(Beginning of Supplied text)

Do you know about the THIRD type of autoimmune thyroid disease?
Atrophic Thyroiditis causes hypothyroidism, but it’s NOT Hashimoto’s.
Myths and lack of knowledge
Most doctors and patients have never heard about Atrophic Thyroiditis (AT). That’s because it’s not taught in med school, and an ultrasound is not usually ordered unless a thyroid gland is enlarged or has nodules.
An atrophied thyroid is NOT “end-stage” Hashimoto’s — that’s a common myth.
Thyroid glands do NOT normally shrink with age — that’s also a common myth.
The surprising facts
Believe it or not, AT is actually a HYPOthyroid form of Graves’ disease.
There’s even an article that calls atrophic thyroiditis “Hypothyroid Graves’ disease” (Starrenburg-Razenberg et al 2010)
The normal form of Graves’ HYPERthyroidism is caused by TSH-Receptor *stimulating* antibodies that overstimulate the thyroid gland to produce hormone, even in the absence of TSH.
But Atrophic Thyroiditis is the mirror image of Graves’ disease. It is caused by TSH-Receptor *blocking* antibodies that prevent TSH, even extremely high levels of TSH, from stimulating the thyroid gland. This form of thyroid disease may also present with Hashimoto’s antibodies.

(End of Supplied text)

Requirement: Please decide whether each statement below agrees with the atrophic thyroiditis text above, answering yes or no and quoting the deciding words: (a) An atrophied thyroid is end-stage Hashimoto's. (b) Atrophic thyroiditis is caused by antibodies that stop TSH from stimulating the thyroid gland. (c) Thyroid glands normally shrink with age.

(Beginning of Provided information)

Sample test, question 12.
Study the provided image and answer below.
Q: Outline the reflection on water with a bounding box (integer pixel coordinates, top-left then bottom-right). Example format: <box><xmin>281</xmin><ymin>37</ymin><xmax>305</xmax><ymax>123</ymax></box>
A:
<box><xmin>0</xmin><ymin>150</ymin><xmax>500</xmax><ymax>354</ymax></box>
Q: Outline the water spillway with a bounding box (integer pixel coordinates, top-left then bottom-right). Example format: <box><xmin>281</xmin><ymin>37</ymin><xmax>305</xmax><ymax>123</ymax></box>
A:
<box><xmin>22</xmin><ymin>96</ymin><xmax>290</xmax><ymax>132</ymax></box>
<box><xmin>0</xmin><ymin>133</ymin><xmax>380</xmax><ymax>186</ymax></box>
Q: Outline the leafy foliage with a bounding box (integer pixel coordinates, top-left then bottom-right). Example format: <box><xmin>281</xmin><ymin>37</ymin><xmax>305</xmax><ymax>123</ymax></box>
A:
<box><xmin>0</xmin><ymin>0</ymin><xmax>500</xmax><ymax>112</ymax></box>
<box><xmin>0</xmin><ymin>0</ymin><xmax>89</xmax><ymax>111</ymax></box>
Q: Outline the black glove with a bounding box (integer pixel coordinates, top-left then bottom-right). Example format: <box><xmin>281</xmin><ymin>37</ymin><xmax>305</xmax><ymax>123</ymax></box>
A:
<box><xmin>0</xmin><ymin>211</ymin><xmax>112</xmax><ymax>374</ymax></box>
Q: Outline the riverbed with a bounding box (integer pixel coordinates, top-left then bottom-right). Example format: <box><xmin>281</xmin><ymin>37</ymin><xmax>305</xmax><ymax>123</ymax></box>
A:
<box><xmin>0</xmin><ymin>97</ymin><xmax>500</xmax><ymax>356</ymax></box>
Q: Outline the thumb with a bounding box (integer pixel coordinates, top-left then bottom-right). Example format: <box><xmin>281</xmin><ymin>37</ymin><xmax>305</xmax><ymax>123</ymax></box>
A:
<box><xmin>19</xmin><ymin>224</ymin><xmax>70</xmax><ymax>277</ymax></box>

(End of Provided information)

Response to this exercise:
(a) No: "An atrophied thyroid is NOT “end-stage” Hashimoto’s — that’s a common myth."
(b) Yes: "It is caused by TSH-Receptor *blocking* antibodies that prevent TSH, even extremely high levels of TSH, from stimulating the thyroid gland."
(c) No: "Thyroid glands do NOT normally shrink with age — that’s also a common myth."